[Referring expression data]
····················

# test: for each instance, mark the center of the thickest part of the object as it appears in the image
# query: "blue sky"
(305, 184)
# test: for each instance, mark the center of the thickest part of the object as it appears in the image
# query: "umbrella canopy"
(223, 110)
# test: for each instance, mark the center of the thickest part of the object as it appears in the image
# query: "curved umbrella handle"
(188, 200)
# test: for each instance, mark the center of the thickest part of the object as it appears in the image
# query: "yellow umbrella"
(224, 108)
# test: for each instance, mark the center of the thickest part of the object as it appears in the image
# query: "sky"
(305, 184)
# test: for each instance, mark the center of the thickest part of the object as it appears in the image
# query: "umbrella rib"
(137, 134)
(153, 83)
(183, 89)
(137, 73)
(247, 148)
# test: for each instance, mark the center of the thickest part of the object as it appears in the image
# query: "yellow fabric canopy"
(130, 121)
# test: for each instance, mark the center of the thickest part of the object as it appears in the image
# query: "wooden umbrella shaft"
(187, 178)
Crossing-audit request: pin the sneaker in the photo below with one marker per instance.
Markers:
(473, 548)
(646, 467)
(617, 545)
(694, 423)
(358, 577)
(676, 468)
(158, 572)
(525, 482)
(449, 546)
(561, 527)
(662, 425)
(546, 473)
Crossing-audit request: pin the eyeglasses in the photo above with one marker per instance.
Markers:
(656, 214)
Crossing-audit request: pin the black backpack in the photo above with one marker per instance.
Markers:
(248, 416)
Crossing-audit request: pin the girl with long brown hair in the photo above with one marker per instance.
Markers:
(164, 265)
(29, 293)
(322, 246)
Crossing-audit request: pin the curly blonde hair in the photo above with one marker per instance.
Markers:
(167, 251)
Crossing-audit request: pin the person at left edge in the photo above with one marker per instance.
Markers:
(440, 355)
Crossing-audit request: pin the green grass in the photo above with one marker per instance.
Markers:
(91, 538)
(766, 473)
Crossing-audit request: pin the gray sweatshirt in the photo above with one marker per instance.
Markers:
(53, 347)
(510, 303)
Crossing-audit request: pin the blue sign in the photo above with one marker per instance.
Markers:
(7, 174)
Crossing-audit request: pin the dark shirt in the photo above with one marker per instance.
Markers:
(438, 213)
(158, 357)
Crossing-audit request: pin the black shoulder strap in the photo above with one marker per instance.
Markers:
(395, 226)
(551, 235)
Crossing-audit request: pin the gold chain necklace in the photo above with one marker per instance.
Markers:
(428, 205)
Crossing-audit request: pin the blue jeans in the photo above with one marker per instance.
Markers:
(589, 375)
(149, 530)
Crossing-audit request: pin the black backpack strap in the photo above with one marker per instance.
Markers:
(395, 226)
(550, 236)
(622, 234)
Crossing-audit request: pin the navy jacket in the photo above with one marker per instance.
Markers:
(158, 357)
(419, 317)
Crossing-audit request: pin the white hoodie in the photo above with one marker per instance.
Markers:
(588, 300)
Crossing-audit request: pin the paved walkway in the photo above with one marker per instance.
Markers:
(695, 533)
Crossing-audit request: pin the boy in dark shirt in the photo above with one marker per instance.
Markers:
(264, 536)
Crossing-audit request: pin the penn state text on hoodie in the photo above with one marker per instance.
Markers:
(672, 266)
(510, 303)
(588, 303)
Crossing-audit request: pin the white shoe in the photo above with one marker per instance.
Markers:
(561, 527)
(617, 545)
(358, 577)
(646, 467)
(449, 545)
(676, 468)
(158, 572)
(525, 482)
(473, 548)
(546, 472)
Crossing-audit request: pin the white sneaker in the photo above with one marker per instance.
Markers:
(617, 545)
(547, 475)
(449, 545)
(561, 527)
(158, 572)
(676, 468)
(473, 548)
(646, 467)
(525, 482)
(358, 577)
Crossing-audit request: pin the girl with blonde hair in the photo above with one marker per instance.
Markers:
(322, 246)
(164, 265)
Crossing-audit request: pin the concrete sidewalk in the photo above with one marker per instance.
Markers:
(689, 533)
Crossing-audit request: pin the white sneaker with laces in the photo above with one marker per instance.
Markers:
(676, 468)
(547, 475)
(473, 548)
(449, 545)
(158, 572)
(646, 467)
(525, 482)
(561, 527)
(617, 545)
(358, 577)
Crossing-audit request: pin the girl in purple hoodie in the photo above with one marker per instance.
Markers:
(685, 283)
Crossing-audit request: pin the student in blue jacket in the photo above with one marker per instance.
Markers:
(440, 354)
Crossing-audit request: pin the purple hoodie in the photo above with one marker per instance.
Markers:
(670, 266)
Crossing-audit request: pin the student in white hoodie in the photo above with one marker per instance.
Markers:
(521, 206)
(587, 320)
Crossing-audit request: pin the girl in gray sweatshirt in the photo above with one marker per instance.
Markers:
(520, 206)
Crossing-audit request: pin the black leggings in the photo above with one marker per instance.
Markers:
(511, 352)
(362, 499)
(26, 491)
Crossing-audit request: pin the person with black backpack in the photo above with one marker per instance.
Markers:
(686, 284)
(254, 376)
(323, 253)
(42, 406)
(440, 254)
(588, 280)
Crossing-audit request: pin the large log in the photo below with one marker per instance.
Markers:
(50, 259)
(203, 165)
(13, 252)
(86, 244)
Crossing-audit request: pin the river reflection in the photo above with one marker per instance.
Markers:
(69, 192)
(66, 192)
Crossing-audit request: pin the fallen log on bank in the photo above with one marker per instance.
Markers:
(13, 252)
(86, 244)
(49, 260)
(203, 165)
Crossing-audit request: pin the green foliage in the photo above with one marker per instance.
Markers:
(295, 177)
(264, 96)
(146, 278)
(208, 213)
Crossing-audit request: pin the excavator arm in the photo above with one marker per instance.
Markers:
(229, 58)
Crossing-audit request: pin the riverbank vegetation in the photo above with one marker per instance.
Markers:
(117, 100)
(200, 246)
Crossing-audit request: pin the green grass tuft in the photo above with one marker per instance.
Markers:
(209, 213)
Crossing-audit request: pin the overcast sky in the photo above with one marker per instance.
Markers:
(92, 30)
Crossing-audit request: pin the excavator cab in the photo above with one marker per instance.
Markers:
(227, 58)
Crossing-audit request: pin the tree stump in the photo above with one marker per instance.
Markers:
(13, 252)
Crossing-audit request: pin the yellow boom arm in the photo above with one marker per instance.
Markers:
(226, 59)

····················

The number of lines in the data holding the string "grass" is the whole answer.

2